**Page text**
What she lacked in pedigree Kiwi made up for in an unapologetic love for following her nose while bounding through the cover and flushing birds into the sky. Am I proud of hunting with a “pound dog”?  You bet. Fueled by our mutual passion for hunting, that little yellow dog and I made a lot of memories together. Knowing that she went from a cold concrete floor and chain-link kennel to a home where weekend forays into the South Dakota countryside during the fall were simply a part of living life makes me pretty happy. I like to think that’s part of the reason why Kiwi always wore a smile.
 
Read on to discover the story of three more dogs and their owners, happy to follow their own paths from the shelter to the field.
 

Chris and Ally

Technically speaking, Chris Anderson’s sharp German shorthaired pointer, Ally, wasn’t adopted from a shelter. But it was close. Two years ago, Anderson was sitting at home in Iowa, browsing social media, when a post about a free German shorthaired pointer caught his eye. The owner said that the dog needed to be picked up that night or he was taking it to the local pound the next day, Anderson explains, so on a whim he hopped in his truck and drove two hours to pick up the 2-year-old pointer.
 
“That first night when I went to let her out of the kennel, she about bit my hand off,” Anderson recalls.  “Her aggression was the main reason why she was headed to the pound. That first week was a struggle, but I slowly worked with her until she finally began to trust me.” Their first week at home was also the final week of the Iowa pheasant season, so Anderson took Ally out to the field, keeping her on a short check cord.
 
“I could see that she had ‘it’ – she definitely had some natural ability,” Anderson says. “After the season, I continued to work with her, almost constantly on a check cord, and it probably took two months until I could let her off the cord and she wouldn’t try to run away. She’s come a long way since then. Her disposition has changed, and she isn’t overly aggressive anymore.”
 
In Ally’s first two seasons, Anderson estimates that she has pointed and retrieved 150 pheasants. Last year, Ally pointed roughly 300 birds. “I can tell by the way that she looks at me that she absolutely loves to hunt,” Anderson says. “I didn’t know what I had when I picked her up. I got dang lucky, I can tell you that.”
 

Ed and Jeffery

Pheasants Forever member Ed Jesson was living in south Florida in 2013 when he discovered a pointer rescue near Tallahassee while searching the internet. On his first visit to the rescue shelter, Jesson was introduced to Jeffrey, a lean 1-year-old English pointer up for adoption.
 
“He was going to be a family pet first, so even if he didn’t work out as a hunting dog, I was happy knowing that he had found a home,” Jesson says. “We all know what happens if a dog stays there too long.”
 
Jesson completed most of the obedience training before moving to his current home in North Carolina, where Jeffery was first introduced to quail. “I could see that a light sort of went off in his head,” Jesson says. “Having worked with him now, I think he may have been a field trial wash-out. He seems to have really started to enjoy what he was initially bred to do.”

**Goal**
According to the text about adopted hunting dogs, how far did Chris Anderson drive to pick up Ally? Rely only on the text about adopted hunting dogs.

**Supplied information**
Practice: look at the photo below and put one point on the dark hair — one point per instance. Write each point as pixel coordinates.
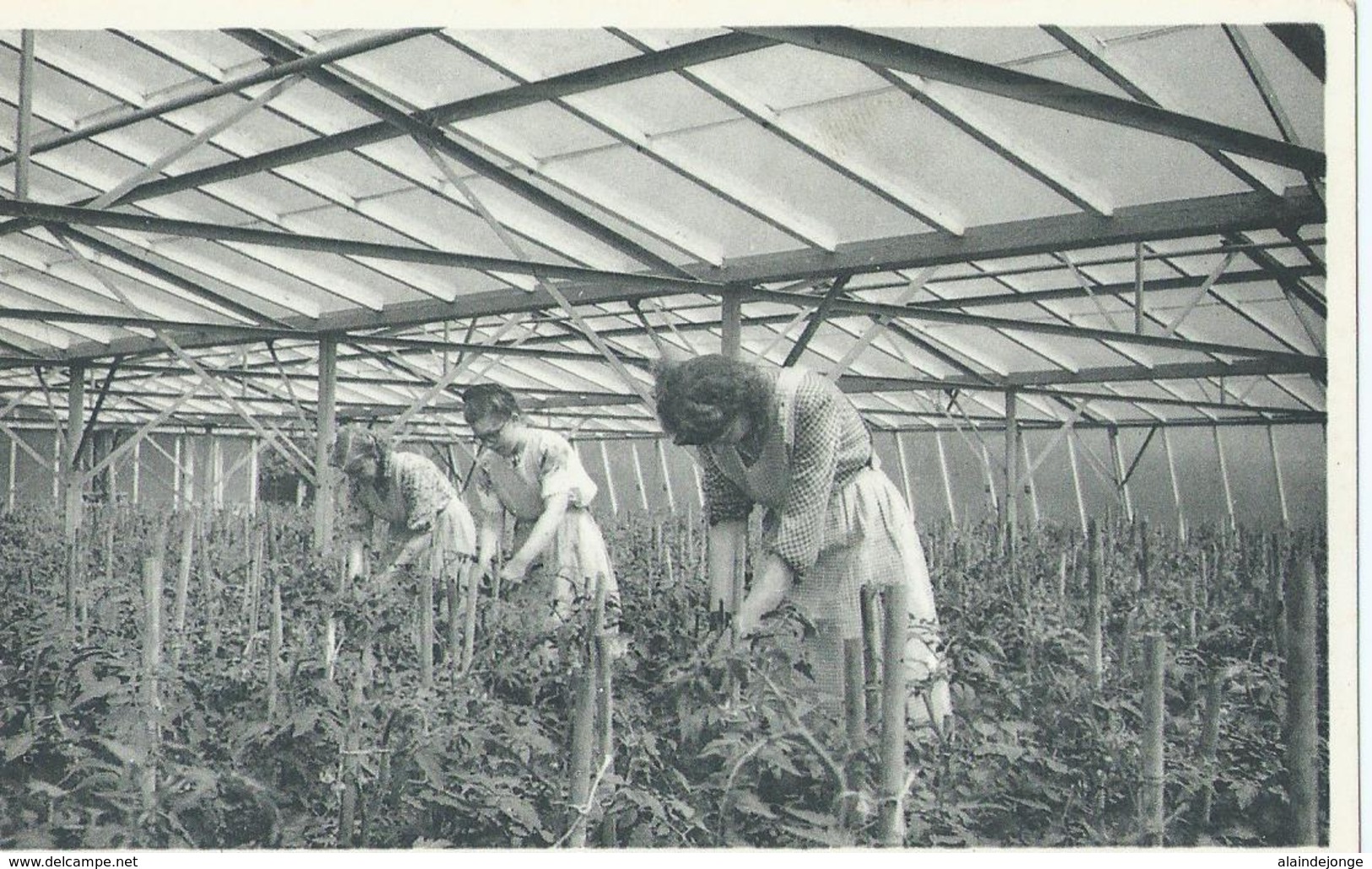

**Output of the task**
He drove two hours.